* [What is required]
In the records below, find the line that contains "TARGET = sign with text". Reproduce that line and every line after it through the end of the records, unchanged.

┌─ Material for this exercise

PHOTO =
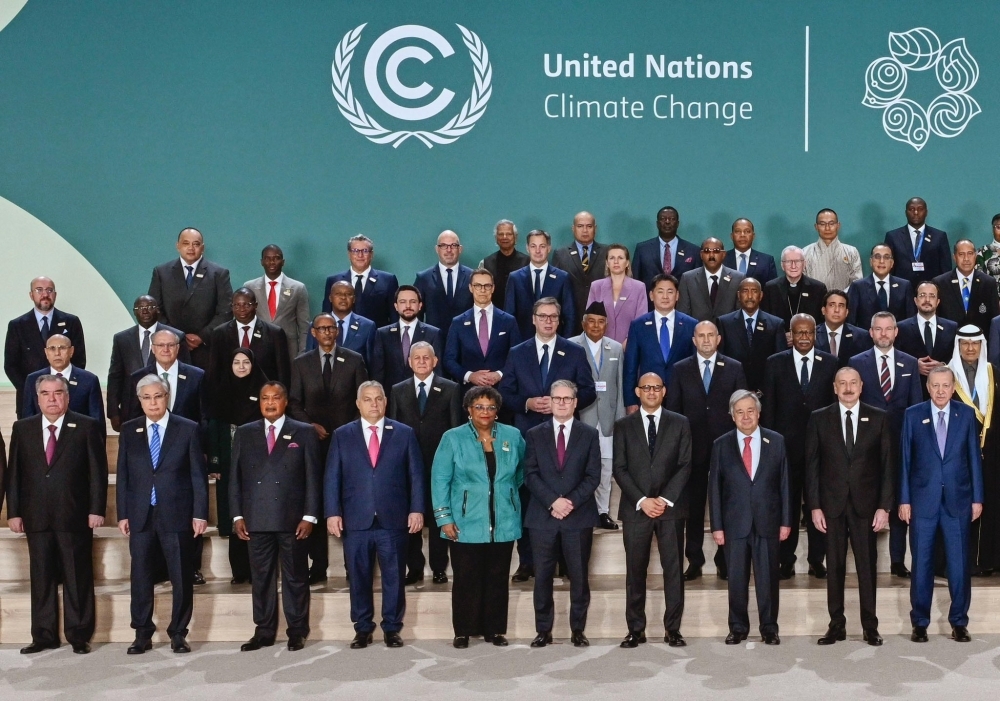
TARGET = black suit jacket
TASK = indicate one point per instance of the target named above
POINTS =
(577, 480)
(57, 497)
(180, 477)
(665, 475)
(272, 492)
(862, 479)
(707, 413)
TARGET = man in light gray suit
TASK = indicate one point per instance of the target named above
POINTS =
(282, 300)
(708, 292)
(605, 358)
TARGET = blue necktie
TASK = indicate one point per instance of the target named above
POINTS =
(154, 455)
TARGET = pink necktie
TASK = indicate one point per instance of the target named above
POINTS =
(373, 446)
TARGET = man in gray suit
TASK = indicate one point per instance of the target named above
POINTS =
(708, 292)
(282, 300)
(605, 358)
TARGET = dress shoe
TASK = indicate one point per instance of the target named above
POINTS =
(634, 639)
(255, 643)
(607, 523)
(139, 646)
(673, 638)
(361, 640)
(541, 640)
(872, 637)
(832, 635)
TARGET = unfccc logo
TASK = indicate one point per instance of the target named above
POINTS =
(365, 124)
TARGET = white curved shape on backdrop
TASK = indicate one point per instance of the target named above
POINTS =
(33, 249)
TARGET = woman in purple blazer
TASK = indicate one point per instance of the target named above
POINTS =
(624, 297)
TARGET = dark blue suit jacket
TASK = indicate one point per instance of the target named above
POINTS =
(393, 489)
(520, 298)
(760, 267)
(462, 353)
(378, 300)
(642, 354)
(522, 379)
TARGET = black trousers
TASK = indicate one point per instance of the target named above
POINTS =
(480, 590)
(51, 553)
(763, 552)
(638, 536)
(574, 545)
(267, 550)
(857, 529)
(144, 547)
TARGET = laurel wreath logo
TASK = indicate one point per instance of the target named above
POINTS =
(363, 123)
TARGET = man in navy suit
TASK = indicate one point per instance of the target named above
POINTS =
(921, 252)
(374, 496)
(666, 254)
(536, 280)
(24, 349)
(374, 290)
(879, 292)
(391, 357)
(162, 491)
(84, 387)
(891, 382)
(745, 259)
(444, 287)
(562, 469)
(941, 491)
(657, 340)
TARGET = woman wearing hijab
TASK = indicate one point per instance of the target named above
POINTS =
(235, 402)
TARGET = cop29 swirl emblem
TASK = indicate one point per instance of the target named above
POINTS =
(956, 71)
(374, 72)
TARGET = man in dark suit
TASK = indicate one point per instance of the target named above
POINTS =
(132, 350)
(374, 290)
(444, 287)
(274, 496)
(57, 493)
(504, 261)
(968, 296)
(657, 340)
(665, 254)
(537, 280)
(708, 292)
(585, 260)
(879, 292)
(24, 348)
(162, 493)
(374, 496)
(390, 360)
(324, 391)
(750, 335)
(85, 395)
(194, 294)
(652, 464)
(797, 382)
(941, 492)
(921, 252)
(751, 514)
(850, 477)
(430, 405)
(699, 389)
(744, 258)
(562, 469)
(890, 381)
(834, 335)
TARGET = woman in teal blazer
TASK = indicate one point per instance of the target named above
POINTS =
(477, 471)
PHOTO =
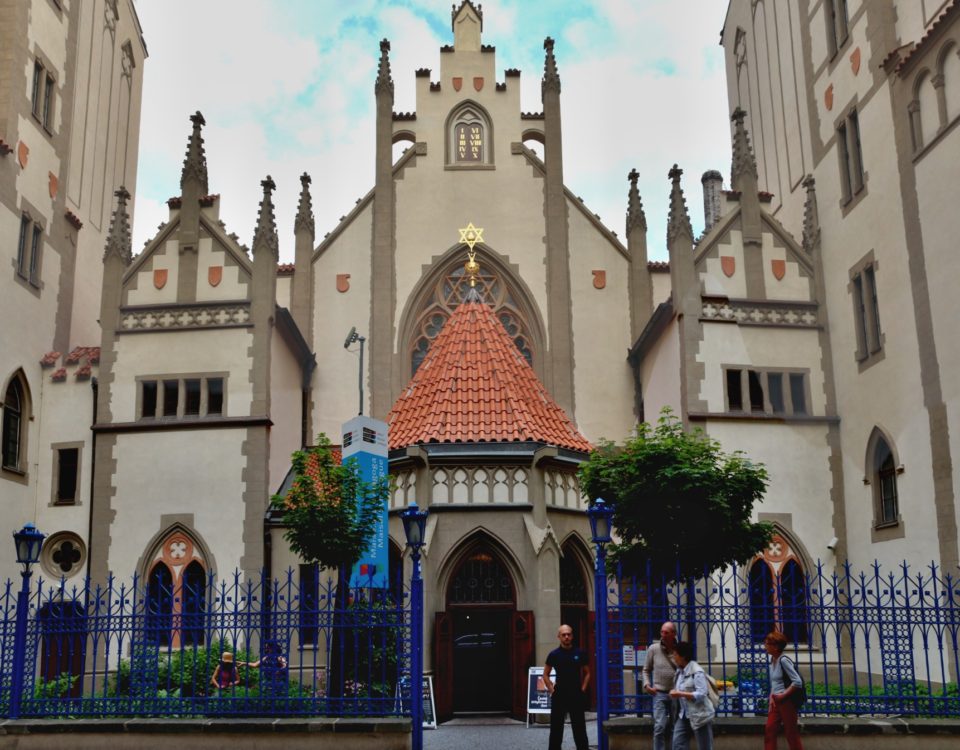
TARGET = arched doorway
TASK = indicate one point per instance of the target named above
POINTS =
(483, 644)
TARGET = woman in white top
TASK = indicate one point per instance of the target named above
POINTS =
(696, 712)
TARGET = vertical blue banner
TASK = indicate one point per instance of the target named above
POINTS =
(365, 439)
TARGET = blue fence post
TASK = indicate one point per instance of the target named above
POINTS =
(416, 652)
(20, 645)
(603, 671)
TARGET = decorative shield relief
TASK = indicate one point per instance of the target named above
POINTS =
(728, 264)
(855, 61)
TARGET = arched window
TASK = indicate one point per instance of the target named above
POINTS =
(778, 593)
(14, 408)
(885, 484)
(481, 579)
(448, 291)
(159, 604)
(470, 137)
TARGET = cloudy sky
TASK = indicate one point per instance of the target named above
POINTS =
(286, 86)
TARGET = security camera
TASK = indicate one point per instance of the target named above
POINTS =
(351, 337)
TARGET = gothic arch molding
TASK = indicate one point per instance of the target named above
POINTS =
(514, 300)
(469, 543)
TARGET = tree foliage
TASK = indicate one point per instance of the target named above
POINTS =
(681, 504)
(330, 511)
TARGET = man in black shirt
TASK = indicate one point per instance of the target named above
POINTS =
(568, 690)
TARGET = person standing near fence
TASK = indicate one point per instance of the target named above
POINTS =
(658, 673)
(785, 684)
(569, 690)
(695, 711)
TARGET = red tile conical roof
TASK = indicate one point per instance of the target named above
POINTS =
(475, 386)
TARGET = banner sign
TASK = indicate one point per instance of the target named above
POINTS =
(365, 440)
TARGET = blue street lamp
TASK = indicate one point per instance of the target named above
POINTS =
(414, 528)
(601, 524)
(28, 541)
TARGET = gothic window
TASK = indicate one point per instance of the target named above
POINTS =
(448, 292)
(469, 142)
(883, 478)
(481, 579)
(778, 593)
(16, 413)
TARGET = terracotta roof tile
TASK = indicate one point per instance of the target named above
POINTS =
(475, 386)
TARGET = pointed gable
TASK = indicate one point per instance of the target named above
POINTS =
(475, 386)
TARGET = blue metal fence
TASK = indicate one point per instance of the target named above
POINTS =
(144, 648)
(869, 643)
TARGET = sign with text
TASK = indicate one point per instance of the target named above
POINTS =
(365, 440)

└─

* [Correct result]
TARGET = sign with text
TASK = indicate one point per instance of the target named above
POINTS =
(365, 440)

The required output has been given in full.